Source text ->
>>>

DNA Damage Linked to Brain Overgrowth in Autism

Researchers have shown previously that excessive proliferation of the cells of the brain, which can cause microcephaly or large head size, is associated with autism. Now, the authors of a study published in Cell Stem Cell last week (January 30) have connected that overgrowth with replication stress, subsequent DNA damage, and dysfunction in neural progenitor cells derived from induced pluripotent stem cells from patients with an autism spectrum disorder.

“It is striking,” Bjoern Schwer, a molecular biologist at the University of California, San Francisco, who studies DNA repair and genomic stability in neural cells and did not participate in the study, writes in an email to The Scientist. “These are fascinating findings with many implications for autism spectrum disorder—and potentially for other neurodevelopmental disorders too.”

In 2016, a group led by Schwer and Frederick Alt of Boston Children’s Hospital showed that mice have clusters of double-strand DNA breaks in the genomes of their neural progenitor cells. These hotspots are concentrated in neural-specific genes, which tend to be longer than genes expressed in other cell types and have also been associated with neurological diseases.

Rusty Gage, a neuroscientist at the Salk Institute, Meiyan Wang, a graduate student in the Gage lab, and their colleagues collaborated with Alt to explore whether or not these same damaged clusters would show up in the genomes of human neural progenitor cells. Wang went to the Alt lab to learn how to map genome-wide double-strand breaks. Then, she used the technique on several neural progenitor cell lines that had been previously derived in the Gage lab: three from patients with macrocephalic autism spectrum disorder and three from neurotypical controls.

The researchers found that, just like in mice, the double-strand breaks in the typical human cells were concentrated in long neural genes—and in many of the same ones as in the rodents. They also determined that when they treated the human cells with a drug that sped up their replication, the cells ended up with even more DNA damage.

Because the research team had shown before that the cells from people with autism overproliferate even without drug treatment, they hypothesized that those cells would also have more double-strand DNA breaks. That was indeed the case, and they discovered that the cells also spent less time in S-phase, the portion of the cell cycle during which cells replicate their DNA. Plus, replication in both drug-treated typical cells and untreated cells derived from people with autism was disrupted: replication forks stalled more often than in control cells and replication and transcription machinery seemed to be colliding with each other.

“You’ve got a cell that’s replicating its DNA, and at the same time it’s transcribing RNA off that same DNA, so it’s a vulnerable time,” explains Gage. “You can imagine long genes that have to transcribe significantly more than short genes could potentially be more vulnerable to a collision between the machinery that’s associated with replication and transcription.”

<<<

Questions to answer ->
A) List every person named in the article on DNA damage and brain overgrowth in autism.
B) Write the next few paragraphs of the article on DNA damage and brain overgrowth in autism, starting after its final sentence.

Stored entries:
>>>

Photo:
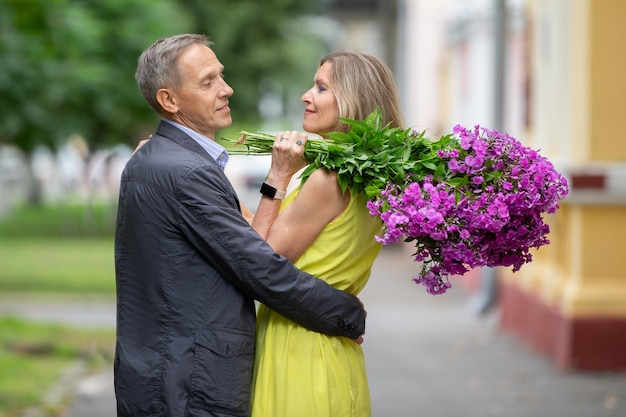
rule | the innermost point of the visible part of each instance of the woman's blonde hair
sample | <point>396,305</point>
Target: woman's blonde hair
<point>361,83</point>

<<<

Answers provided ->
A) Bjoern Schwer, Frederick Alt, Rusty Gage, Meiyan Wang

B)
Next, the authors demonstrated that replication stress went hand-in-hand with an increase in double-strand DNA breaks in genes that have been shown to play a role in autism spectrum disorder. Then they showed that this DNA damage led to problems with migration and cellular connections. Together, the findings indicate that, in neural progenitor cells derived from people with autism, the overproliferation that causes macrocephaly leads to replication stress, which in turn causes DNA damage in genes associated with autism spectrum disorder and subsequently changes how the cells behave.

The work “provides a general mechanism of how specific somatic mutations could be appearing in neural precursors or, later, in the progeny of these neural precursors, and that could be relevant not only for autism spectrum disorder but for a lot of other neurological disorders,” says Alicia Guemez-Gamboa, a neuroscientist at the Northwestern Feinberg School of Medicine who did not participate in the study. One future direction, she adds, includes determining if “these double-strand breaks can generate somatic mutations during development that will later contribute to or influence neural function.”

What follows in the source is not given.